*** Opening DOCUMENT TEXT ***

2. Send Dataproc jobs to 4-node cluster for "citations_1.txt" dataset

In [None]:
!gcloud dataproc clusters create 4workers-cluster \
  --region us-central1 \
  --zone us-central1-a \
  --master-machine-type n1-standard-4 \
  --master-boot-disk-size 600 \
  --worker-machine-type n1-standard-4 \
  --num-workers 4 \
  --worker-boot-disk-size 600

In [None]:
!gcloud dataproc jobs submit spark \
    --cluster=4workers-cluster \
    --region=us-central1 \
    --jar=gs://covid_program/covidpubrank_2.12-0.1.0-SNAPSHOT.jar \
    -- "DistributedAlgorithms" "gs://citations_bucket/citations_1.txt" "gs://ranking_output_bucket/4workers/distributed"

Delete cluster

In [None]:
!gcloud dataproc clusters delete 4workers-cluster \
    --region=us-central1

Delete jobs

## Get job execution output, in other words ranking algorithms' execution time

In [None]:
# Create output directory
mkdir ./sample_data/output

# Download the file from a given Google Cloud Storage bucket.

*** Closing DOCUMENT TEXT ***

■ ASSIGNED TASK ■
Print the portion of the Dataproc notebook excerpt starting at "## Get job execution" and ending at "Cloud Storage bucket.", without any alteration. The rows that follow are separate material, unrelated to the Dataproc notebook excerpt.

*** Opening PROVIDED INFORMATION ***

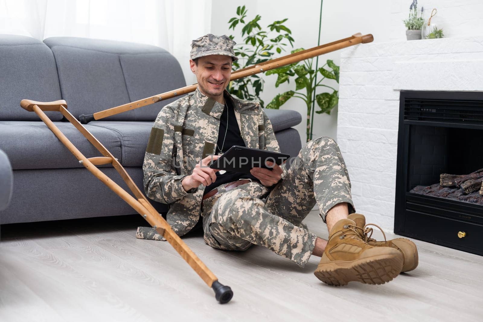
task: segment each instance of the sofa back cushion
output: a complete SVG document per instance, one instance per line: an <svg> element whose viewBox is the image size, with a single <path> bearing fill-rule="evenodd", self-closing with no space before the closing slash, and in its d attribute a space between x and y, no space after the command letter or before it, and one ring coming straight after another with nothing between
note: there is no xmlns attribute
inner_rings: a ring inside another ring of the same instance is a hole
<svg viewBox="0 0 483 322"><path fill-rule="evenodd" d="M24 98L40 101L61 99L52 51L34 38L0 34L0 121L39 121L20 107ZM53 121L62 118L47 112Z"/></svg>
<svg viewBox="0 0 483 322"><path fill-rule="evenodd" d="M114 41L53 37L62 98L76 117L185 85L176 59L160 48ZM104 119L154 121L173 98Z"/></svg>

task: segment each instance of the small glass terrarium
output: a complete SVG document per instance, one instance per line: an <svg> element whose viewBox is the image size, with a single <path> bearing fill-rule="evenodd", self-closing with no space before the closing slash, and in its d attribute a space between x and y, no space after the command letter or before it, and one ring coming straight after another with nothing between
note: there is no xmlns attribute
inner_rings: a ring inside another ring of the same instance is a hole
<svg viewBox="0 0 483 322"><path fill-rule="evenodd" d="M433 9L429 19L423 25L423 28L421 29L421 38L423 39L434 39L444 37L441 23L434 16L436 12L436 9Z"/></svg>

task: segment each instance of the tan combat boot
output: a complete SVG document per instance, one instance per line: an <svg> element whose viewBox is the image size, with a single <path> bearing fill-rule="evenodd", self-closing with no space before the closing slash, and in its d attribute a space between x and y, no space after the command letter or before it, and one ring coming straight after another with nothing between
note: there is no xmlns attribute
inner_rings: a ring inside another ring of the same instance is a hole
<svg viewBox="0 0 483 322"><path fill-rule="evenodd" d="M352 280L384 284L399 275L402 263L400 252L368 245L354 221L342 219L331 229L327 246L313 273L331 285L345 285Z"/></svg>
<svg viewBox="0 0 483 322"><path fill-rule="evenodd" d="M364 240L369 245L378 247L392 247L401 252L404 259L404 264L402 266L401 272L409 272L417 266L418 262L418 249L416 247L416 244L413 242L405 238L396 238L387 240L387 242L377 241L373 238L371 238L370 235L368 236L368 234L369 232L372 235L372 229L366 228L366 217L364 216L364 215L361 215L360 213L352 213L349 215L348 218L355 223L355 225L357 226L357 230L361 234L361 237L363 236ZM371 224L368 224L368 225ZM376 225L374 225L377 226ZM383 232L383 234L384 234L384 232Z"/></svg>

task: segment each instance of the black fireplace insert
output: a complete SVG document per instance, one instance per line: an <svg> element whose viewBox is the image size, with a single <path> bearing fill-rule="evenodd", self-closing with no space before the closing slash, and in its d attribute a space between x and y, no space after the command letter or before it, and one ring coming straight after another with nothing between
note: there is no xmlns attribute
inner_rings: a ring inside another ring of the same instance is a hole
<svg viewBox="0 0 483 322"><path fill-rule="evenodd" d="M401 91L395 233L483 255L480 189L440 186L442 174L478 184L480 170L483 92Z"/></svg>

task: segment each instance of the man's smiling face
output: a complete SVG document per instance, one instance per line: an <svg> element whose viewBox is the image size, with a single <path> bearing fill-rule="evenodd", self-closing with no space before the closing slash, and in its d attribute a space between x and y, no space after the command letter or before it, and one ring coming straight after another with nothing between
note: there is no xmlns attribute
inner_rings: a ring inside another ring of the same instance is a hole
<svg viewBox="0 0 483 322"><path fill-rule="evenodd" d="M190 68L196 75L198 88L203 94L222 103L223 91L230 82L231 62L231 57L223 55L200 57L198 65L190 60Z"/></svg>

*** Closing PROVIDED INFORMATION ***
*** Opening PROVIDED INFORMATION ***

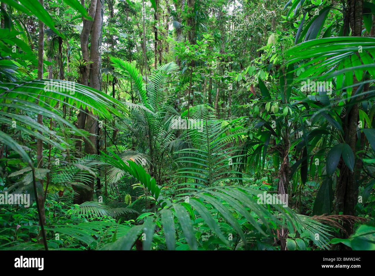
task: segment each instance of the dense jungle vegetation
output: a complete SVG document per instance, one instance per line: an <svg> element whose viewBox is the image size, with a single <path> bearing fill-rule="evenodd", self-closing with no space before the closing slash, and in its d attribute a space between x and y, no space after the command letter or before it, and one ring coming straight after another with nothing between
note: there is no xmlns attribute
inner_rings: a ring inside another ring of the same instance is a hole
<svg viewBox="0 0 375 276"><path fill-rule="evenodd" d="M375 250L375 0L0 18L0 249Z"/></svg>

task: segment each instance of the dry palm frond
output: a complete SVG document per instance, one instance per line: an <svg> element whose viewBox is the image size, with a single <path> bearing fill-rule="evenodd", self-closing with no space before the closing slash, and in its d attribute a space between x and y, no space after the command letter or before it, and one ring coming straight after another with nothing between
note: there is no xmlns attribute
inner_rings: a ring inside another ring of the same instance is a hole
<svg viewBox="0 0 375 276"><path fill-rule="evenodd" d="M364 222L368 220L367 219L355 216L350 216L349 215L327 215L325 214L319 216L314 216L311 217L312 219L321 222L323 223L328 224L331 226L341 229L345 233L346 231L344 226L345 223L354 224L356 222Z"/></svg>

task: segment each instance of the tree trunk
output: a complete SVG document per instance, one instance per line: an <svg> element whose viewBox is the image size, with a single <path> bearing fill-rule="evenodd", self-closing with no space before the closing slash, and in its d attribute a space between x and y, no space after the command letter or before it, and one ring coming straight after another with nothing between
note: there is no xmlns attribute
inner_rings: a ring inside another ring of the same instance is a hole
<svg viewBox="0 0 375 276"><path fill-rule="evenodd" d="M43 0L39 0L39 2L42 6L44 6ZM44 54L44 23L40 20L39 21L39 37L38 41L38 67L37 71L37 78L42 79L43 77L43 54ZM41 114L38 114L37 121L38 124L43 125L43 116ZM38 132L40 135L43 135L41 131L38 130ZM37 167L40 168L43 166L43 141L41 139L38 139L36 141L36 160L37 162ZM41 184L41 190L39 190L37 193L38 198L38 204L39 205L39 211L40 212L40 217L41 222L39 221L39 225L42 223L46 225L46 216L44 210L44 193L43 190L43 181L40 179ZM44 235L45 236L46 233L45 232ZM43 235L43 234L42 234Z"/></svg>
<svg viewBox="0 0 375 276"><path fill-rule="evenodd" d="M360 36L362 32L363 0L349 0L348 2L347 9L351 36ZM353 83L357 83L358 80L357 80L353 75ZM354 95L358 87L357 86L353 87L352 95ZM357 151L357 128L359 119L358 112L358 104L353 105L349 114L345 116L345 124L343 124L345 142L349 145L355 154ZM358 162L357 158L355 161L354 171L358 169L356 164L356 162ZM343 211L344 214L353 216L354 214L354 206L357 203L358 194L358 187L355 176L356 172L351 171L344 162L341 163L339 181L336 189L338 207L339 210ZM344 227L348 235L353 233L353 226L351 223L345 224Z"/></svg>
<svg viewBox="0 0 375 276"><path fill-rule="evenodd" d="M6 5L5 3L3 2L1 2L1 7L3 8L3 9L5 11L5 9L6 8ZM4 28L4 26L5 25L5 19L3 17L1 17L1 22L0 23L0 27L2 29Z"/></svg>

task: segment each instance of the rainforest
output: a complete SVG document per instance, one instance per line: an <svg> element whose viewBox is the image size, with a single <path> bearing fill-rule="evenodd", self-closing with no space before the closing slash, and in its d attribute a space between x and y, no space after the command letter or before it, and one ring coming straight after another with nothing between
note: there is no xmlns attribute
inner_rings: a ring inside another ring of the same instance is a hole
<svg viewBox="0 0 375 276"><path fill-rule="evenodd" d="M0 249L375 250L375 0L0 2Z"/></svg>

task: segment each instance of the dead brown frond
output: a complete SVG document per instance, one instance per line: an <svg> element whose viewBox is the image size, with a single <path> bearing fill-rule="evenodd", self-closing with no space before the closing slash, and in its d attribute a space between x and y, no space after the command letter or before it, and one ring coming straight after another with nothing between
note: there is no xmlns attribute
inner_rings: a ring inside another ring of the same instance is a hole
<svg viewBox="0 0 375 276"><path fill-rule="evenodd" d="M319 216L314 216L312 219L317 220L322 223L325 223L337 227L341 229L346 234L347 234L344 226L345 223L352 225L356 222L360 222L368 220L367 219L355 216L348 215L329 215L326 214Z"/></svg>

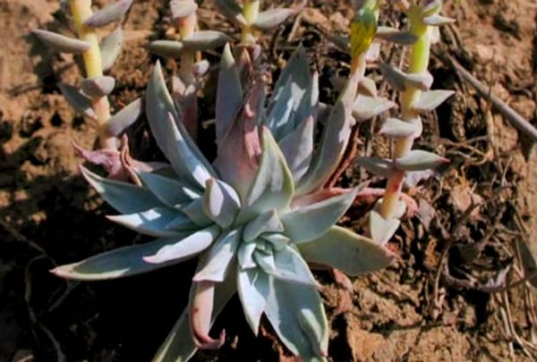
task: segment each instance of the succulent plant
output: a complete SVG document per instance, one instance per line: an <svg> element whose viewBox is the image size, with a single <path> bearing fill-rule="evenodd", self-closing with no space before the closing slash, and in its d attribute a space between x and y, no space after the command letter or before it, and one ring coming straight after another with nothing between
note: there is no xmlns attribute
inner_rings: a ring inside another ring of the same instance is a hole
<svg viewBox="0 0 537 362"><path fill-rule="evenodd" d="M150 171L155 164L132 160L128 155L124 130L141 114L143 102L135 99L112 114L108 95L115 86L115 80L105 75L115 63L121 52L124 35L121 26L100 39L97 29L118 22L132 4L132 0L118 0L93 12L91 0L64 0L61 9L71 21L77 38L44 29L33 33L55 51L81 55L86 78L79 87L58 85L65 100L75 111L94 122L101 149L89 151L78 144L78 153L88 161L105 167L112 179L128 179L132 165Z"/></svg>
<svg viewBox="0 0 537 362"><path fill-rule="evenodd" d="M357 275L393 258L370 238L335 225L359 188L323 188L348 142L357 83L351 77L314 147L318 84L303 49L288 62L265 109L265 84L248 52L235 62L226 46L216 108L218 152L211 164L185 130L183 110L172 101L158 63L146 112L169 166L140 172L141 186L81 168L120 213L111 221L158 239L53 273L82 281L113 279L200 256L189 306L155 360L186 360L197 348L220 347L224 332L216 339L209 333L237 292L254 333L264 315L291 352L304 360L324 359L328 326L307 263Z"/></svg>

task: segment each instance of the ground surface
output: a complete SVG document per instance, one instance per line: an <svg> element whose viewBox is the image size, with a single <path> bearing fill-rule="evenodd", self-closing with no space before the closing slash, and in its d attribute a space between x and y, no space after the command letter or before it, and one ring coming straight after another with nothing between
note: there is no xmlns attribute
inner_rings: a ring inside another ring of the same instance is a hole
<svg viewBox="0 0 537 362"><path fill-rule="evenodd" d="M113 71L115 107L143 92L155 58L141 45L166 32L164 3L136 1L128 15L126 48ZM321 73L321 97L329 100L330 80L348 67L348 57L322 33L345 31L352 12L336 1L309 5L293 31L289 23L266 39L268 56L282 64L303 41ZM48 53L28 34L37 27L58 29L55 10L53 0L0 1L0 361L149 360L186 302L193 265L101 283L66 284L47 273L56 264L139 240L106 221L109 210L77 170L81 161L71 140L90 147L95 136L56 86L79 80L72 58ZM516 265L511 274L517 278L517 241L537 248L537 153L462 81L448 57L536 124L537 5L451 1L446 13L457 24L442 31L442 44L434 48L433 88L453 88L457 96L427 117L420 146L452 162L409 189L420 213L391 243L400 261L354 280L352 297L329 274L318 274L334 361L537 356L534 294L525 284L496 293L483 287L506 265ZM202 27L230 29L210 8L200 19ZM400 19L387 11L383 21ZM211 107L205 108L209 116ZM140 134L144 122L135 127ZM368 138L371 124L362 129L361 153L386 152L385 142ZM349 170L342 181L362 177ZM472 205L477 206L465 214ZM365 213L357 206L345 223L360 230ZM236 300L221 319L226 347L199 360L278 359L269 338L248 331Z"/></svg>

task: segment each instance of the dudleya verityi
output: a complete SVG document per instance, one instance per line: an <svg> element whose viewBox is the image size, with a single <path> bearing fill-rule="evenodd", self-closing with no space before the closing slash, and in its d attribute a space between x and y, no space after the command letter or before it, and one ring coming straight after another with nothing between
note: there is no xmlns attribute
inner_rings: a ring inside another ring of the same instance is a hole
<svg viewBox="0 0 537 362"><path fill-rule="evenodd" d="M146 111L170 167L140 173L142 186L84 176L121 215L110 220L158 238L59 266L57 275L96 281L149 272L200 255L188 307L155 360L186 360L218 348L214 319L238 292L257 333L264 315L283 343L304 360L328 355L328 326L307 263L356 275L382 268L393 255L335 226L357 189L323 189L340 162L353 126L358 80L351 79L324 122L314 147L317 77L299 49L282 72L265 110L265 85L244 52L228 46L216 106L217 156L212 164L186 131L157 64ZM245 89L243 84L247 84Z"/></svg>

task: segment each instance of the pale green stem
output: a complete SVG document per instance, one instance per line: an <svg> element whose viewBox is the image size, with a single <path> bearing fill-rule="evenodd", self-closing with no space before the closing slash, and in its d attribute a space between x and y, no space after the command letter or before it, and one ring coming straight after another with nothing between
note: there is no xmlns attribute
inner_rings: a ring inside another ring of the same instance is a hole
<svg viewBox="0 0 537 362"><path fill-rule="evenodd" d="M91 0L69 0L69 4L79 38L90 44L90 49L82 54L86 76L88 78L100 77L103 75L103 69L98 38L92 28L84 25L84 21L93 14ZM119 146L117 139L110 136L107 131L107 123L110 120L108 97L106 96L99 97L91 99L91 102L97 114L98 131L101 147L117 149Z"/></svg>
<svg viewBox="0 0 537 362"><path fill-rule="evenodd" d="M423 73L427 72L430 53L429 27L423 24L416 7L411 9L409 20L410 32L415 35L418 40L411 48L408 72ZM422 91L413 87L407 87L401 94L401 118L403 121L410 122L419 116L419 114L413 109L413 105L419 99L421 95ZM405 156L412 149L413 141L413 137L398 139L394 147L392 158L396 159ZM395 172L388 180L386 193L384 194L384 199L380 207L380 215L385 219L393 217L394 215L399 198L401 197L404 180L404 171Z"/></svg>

*** Closing PROVIDED INFORMATION ***
*** Opening PROVIDED INFORMATION ***

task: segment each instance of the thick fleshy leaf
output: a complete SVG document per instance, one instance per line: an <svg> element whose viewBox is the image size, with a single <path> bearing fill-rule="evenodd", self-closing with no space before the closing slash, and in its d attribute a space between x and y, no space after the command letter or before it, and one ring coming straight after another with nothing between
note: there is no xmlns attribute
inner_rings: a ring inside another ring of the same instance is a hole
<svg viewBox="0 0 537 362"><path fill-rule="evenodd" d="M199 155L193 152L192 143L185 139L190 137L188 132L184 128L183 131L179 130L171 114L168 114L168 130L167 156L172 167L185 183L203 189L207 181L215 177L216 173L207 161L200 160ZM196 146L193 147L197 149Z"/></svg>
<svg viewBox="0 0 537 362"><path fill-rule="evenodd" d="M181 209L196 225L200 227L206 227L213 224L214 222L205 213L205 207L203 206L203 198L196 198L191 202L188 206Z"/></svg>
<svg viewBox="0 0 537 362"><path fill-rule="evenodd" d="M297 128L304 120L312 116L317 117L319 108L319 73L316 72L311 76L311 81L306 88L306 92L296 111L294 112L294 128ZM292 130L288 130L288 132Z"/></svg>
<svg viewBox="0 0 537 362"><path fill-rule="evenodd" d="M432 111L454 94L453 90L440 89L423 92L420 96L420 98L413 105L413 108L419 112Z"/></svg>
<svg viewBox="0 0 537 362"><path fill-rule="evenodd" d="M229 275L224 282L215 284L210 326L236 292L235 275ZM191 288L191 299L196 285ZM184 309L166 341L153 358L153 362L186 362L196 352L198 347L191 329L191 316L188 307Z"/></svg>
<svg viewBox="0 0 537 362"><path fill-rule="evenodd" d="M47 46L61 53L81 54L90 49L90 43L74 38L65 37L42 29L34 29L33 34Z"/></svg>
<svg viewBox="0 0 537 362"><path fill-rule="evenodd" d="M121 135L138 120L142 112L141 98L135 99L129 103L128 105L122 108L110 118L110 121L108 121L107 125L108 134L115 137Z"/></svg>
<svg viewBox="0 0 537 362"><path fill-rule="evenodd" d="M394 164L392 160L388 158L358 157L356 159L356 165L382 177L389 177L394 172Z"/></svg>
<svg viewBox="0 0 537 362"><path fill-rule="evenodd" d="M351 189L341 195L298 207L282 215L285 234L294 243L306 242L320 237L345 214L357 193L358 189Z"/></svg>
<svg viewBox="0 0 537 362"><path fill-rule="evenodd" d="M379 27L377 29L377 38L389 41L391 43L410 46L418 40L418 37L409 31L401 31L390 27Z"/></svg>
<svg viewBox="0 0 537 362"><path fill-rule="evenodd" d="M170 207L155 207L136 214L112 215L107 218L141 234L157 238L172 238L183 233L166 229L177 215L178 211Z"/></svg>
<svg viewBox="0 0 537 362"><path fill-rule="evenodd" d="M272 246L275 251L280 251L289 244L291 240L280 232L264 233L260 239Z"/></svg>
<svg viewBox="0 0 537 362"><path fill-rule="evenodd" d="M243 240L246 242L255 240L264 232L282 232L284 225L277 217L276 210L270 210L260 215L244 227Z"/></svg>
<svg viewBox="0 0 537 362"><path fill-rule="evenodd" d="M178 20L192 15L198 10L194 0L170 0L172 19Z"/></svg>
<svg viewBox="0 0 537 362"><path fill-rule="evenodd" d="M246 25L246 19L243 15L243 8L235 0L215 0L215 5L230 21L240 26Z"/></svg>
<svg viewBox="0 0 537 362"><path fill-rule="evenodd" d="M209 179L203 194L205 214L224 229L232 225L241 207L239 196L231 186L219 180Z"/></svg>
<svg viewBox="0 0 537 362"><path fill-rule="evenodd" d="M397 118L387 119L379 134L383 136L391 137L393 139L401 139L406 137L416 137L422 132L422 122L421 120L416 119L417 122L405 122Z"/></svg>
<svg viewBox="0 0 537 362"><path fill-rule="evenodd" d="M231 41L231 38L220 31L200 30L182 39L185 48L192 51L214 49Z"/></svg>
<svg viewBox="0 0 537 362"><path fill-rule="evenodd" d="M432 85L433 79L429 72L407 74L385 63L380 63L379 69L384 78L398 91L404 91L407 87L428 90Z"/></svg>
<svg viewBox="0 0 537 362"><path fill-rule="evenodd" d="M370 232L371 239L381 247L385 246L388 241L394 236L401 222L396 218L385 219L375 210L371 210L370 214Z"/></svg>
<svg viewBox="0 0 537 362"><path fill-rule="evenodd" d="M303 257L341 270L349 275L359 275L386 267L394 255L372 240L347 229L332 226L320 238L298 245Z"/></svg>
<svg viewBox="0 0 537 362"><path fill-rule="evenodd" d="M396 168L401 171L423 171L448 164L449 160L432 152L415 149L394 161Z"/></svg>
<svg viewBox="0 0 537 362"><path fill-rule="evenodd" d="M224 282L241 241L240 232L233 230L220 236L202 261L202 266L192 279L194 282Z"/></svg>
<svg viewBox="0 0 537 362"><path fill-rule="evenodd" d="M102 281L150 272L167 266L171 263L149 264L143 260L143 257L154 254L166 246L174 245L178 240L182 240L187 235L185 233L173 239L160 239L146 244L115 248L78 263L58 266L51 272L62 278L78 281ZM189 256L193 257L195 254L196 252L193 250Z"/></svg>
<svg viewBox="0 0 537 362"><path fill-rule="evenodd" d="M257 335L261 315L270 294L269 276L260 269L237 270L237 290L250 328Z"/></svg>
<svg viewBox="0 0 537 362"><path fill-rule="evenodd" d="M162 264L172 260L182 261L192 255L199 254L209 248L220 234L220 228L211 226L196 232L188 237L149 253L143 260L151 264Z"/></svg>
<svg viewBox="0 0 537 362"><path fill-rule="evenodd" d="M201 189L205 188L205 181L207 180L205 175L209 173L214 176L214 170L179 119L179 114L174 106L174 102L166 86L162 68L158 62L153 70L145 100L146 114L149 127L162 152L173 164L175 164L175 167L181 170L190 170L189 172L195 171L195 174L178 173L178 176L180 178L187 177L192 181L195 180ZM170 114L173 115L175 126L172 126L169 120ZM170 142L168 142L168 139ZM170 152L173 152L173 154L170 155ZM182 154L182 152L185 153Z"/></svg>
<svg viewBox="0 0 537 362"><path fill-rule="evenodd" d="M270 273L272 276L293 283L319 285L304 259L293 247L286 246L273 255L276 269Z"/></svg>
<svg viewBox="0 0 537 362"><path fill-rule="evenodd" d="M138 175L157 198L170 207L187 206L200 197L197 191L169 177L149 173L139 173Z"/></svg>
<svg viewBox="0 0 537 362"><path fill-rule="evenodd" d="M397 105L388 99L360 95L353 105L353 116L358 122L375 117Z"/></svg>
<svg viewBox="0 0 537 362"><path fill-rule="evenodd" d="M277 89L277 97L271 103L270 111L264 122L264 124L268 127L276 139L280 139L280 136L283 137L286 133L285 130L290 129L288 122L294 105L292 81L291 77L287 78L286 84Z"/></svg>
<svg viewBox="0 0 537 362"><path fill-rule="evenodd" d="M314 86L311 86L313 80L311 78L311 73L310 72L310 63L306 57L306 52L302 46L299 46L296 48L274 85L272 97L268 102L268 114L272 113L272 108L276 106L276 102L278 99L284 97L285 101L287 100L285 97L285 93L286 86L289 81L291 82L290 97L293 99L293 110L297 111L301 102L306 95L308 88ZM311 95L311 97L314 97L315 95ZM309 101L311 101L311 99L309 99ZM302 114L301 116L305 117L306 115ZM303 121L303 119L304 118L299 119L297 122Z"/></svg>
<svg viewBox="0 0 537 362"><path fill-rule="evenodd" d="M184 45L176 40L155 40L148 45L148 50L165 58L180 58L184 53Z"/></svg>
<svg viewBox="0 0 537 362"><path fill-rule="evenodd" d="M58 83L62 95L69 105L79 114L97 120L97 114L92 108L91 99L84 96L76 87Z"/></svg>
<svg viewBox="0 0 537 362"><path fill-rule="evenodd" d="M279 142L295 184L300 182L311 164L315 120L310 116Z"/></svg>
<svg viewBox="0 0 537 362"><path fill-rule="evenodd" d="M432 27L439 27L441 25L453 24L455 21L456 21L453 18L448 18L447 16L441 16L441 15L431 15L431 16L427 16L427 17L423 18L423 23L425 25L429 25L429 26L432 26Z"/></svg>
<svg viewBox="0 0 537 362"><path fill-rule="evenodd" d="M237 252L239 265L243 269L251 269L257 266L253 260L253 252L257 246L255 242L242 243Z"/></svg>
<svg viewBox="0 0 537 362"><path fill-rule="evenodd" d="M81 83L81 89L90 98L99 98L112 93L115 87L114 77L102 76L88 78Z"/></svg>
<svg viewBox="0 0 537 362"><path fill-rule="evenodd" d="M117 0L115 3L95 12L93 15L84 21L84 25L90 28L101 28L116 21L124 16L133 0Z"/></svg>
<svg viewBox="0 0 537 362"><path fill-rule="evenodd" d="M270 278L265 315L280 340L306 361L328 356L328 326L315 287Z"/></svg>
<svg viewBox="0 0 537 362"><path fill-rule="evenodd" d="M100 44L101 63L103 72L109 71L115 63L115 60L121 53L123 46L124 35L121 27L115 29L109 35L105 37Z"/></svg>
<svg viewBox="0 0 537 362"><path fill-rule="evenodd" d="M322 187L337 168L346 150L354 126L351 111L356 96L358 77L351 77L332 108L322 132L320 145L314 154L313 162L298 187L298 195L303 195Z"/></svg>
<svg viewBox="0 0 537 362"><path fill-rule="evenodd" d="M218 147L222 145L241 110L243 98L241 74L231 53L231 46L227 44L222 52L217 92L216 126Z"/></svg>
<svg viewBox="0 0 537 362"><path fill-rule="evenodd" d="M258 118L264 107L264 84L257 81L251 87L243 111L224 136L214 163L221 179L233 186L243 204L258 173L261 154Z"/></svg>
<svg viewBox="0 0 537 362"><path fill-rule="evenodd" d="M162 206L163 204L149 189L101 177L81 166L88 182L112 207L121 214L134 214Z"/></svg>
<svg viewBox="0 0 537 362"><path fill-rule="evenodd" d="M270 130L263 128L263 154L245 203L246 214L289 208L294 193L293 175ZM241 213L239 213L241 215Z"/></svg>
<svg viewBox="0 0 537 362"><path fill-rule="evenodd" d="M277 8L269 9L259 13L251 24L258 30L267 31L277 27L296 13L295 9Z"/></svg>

*** Closing PROVIDED INFORMATION ***

■ THE COMPLETED TASK ■
## Get job execution output, in other words ranking algorithms' execution time

In [None]:
# Create output directory
mkdir ./sample_data/output

# Download the file from a given Google Cloud Storage bucket.